## Directions for this task
Could you rewrite all of the records below with "For verification purposes" changed to "For review purposes" and everything else kept the same? Leave the pictures out of your version.

## Extracted material

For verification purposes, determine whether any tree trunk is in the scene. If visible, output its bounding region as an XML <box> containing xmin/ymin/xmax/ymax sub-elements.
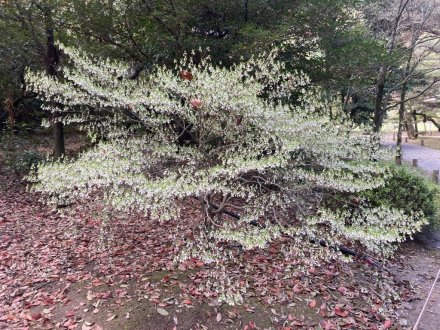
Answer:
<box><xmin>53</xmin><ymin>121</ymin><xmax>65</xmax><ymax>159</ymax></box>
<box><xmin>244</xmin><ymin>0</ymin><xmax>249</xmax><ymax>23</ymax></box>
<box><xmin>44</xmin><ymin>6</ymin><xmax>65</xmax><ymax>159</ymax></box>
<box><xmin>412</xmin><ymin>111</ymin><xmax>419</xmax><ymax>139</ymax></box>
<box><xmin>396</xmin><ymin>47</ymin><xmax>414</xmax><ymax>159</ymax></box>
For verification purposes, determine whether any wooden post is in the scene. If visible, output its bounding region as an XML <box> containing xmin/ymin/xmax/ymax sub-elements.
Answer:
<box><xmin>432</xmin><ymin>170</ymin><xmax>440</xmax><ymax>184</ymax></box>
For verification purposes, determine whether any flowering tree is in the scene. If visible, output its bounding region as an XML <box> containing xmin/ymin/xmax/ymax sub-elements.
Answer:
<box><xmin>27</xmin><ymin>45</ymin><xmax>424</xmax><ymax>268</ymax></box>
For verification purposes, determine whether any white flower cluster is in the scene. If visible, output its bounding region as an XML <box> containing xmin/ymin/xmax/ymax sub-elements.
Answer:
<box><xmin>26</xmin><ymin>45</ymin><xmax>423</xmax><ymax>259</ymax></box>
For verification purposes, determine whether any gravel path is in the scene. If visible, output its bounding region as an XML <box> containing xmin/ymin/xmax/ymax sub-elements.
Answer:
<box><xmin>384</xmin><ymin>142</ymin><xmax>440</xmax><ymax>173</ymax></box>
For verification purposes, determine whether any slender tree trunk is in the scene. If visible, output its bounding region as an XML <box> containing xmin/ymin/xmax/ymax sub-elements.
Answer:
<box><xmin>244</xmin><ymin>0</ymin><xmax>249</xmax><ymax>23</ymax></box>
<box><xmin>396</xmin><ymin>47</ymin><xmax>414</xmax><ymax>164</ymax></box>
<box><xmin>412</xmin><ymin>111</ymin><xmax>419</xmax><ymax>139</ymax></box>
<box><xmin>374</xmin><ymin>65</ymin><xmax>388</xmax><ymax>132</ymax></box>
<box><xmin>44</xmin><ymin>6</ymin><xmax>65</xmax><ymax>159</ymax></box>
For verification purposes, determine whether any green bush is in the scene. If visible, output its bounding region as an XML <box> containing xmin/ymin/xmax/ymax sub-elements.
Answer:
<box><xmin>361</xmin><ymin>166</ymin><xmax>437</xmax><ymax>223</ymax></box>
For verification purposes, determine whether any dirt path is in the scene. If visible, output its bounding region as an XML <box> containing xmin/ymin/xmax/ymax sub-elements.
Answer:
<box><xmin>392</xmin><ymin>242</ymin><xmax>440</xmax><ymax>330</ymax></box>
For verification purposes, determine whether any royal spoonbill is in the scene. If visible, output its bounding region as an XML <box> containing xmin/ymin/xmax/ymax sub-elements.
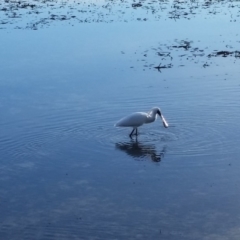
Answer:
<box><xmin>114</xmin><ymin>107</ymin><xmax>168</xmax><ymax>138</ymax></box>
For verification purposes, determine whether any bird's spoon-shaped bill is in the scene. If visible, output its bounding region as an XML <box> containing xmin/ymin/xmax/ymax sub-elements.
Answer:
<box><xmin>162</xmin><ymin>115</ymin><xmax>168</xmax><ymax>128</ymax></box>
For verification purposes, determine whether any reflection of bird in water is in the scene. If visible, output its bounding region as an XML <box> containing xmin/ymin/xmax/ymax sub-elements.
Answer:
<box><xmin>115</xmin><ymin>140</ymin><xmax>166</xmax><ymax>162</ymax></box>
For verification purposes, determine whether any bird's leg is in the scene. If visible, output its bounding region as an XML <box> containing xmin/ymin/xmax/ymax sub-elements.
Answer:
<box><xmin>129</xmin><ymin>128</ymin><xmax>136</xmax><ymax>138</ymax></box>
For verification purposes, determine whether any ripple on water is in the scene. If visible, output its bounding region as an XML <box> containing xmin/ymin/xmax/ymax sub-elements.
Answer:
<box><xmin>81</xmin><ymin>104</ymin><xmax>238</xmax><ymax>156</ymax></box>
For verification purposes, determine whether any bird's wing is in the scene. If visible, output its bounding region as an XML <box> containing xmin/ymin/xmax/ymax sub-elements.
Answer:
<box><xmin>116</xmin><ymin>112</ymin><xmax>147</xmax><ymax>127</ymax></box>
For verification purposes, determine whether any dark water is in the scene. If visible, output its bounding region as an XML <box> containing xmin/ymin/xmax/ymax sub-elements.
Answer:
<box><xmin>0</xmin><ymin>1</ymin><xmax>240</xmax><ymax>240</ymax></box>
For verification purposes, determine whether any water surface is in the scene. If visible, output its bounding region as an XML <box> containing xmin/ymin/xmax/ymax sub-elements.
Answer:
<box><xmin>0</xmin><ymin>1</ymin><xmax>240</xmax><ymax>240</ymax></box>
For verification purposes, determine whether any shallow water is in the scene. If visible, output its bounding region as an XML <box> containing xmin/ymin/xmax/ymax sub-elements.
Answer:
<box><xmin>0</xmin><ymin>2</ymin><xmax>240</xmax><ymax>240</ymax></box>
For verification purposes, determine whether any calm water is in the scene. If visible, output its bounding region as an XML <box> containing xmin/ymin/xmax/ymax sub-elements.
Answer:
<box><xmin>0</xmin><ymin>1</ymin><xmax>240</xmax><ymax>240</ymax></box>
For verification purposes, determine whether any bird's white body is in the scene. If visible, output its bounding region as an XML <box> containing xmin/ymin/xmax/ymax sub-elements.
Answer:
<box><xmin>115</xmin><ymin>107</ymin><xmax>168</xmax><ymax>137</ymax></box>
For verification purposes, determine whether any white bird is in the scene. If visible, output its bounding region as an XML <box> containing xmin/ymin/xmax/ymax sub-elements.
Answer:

## Solution for this task
For review purposes, determine whether any tree trunk is in the scene. If visible, output its bounding region as an XML <box> containing xmin/ymin/xmax/ymax sub-elements.
Answer:
<box><xmin>53</xmin><ymin>121</ymin><xmax>65</xmax><ymax>159</ymax></box>
<box><xmin>244</xmin><ymin>0</ymin><xmax>249</xmax><ymax>23</ymax></box>
<box><xmin>44</xmin><ymin>6</ymin><xmax>65</xmax><ymax>159</ymax></box>
<box><xmin>412</xmin><ymin>111</ymin><xmax>419</xmax><ymax>139</ymax></box>
<box><xmin>396</xmin><ymin>47</ymin><xmax>414</xmax><ymax>159</ymax></box>
For review purposes, determine whether any wooden post is in the scene. If visible, output its bounding region as an XML <box> containing xmin/ymin/xmax/ymax sub-elements.
Answer:
<box><xmin>432</xmin><ymin>170</ymin><xmax>440</xmax><ymax>184</ymax></box>
For review purposes, determine whether any flowering tree is in the scene. If visible, output its bounding region as an XML <box> containing xmin/ymin/xmax/ymax sub-elements.
Answer:
<box><xmin>27</xmin><ymin>45</ymin><xmax>424</xmax><ymax>268</ymax></box>
For review purposes, determine whether any white flower cluster is in the scene. If visible, output its bounding region as an XML <box> containing xmin/ymin/xmax/ymax sub-elements.
Answer:
<box><xmin>26</xmin><ymin>45</ymin><xmax>423</xmax><ymax>259</ymax></box>
For review purposes, determine whether any gravel path is in the scene. If visible, output its bounding region as an XML <box> containing xmin/ymin/xmax/ymax sub-elements.
Answer:
<box><xmin>384</xmin><ymin>142</ymin><xmax>440</xmax><ymax>173</ymax></box>
For review purposes, determine whether any slender tree trunk is in the scene. If visible, output its bounding region as an XML <box> containing xmin/ymin/xmax/ymax sub-elements.
Answer:
<box><xmin>244</xmin><ymin>0</ymin><xmax>249</xmax><ymax>23</ymax></box>
<box><xmin>396</xmin><ymin>47</ymin><xmax>414</xmax><ymax>164</ymax></box>
<box><xmin>412</xmin><ymin>111</ymin><xmax>419</xmax><ymax>139</ymax></box>
<box><xmin>374</xmin><ymin>65</ymin><xmax>388</xmax><ymax>132</ymax></box>
<box><xmin>44</xmin><ymin>6</ymin><xmax>65</xmax><ymax>159</ymax></box>
For review purposes, determine whether any green bush is in the scene. If visible, output its bounding region as an XML <box> containing xmin/ymin/xmax/ymax sub-elements.
Answer:
<box><xmin>361</xmin><ymin>166</ymin><xmax>437</xmax><ymax>223</ymax></box>
For review purposes, determine whether any dirt path is in the scene. If visible, output its bounding region as an XML <box> containing xmin/ymin/xmax/ymax sub-elements.
Answer:
<box><xmin>392</xmin><ymin>242</ymin><xmax>440</xmax><ymax>330</ymax></box>
For review purposes, determine whether any royal spoonbill is in the scene. If visible, output its bounding region as an XML <box> containing xmin/ymin/xmax/ymax sub-elements.
Answer:
<box><xmin>114</xmin><ymin>107</ymin><xmax>168</xmax><ymax>138</ymax></box>
For review purposes, determine whether any bird's spoon-shaped bill is in the scene. If visible, output its bounding region as an XML <box> containing xmin/ymin/xmax/ymax sub-elements.
Answer:
<box><xmin>162</xmin><ymin>115</ymin><xmax>168</xmax><ymax>128</ymax></box>
For review purposes, determine whether any reflection of bird in water is in the scene. If visible, output its bounding region as an XML <box> containing xmin/ymin/xmax/ymax sub-elements.
Answer:
<box><xmin>115</xmin><ymin>140</ymin><xmax>166</xmax><ymax>162</ymax></box>
For review purposes, determine whether any bird's leg is in the scene. If visible, output its bounding region as an XML <box> containing xmin/ymin/xmax/ymax sub-elements.
Answer:
<box><xmin>129</xmin><ymin>128</ymin><xmax>136</xmax><ymax>138</ymax></box>
For review purposes, determine whether any ripple on water is in the scene. If visible, output its bounding region as an XML <box> containing xmin/ymin/xmax/ymax sub-elements.
Answer:
<box><xmin>81</xmin><ymin>104</ymin><xmax>238</xmax><ymax>156</ymax></box>
For review purposes, determine whether any bird's wing is in the scene. If visible, output its bounding region as an XML <box> containing xmin/ymin/xmax/ymax sub-elements.
Answer:
<box><xmin>116</xmin><ymin>112</ymin><xmax>147</xmax><ymax>127</ymax></box>
For review purposes, determine whether any dark water is in the scene. If visible, output its bounding region as an XML <box> containing xmin/ymin/xmax/ymax sub-elements.
Answer:
<box><xmin>0</xmin><ymin>1</ymin><xmax>240</xmax><ymax>240</ymax></box>
For review purposes, determine whether any water surface is in the scene. If visible, output its bounding region as an XML <box> containing xmin/ymin/xmax/ymax sub-elements.
Answer:
<box><xmin>0</xmin><ymin>1</ymin><xmax>240</xmax><ymax>240</ymax></box>
For review purposes, determine whether any shallow water is in the scene. If visible, output its bounding region as an XML <box> containing xmin/ymin/xmax/ymax sub-elements.
Answer:
<box><xmin>0</xmin><ymin>2</ymin><xmax>240</xmax><ymax>240</ymax></box>
For review purposes, determine whether any calm water is in the scene. If visible, output its bounding region as an XML <box> containing xmin/ymin/xmax/ymax sub-elements.
Answer:
<box><xmin>0</xmin><ymin>1</ymin><xmax>240</xmax><ymax>240</ymax></box>
For review purposes, determine whether any bird's white body is in the scene. If visible, output its bounding region as an XML <box> containing xmin/ymin/xmax/ymax sub-elements.
Answer:
<box><xmin>115</xmin><ymin>107</ymin><xmax>168</xmax><ymax>137</ymax></box>
For review purposes, determine whether any white bird is in the scene. If visible, output its bounding region as an XML <box> containing xmin/ymin/xmax/ymax sub-elements.
Answer:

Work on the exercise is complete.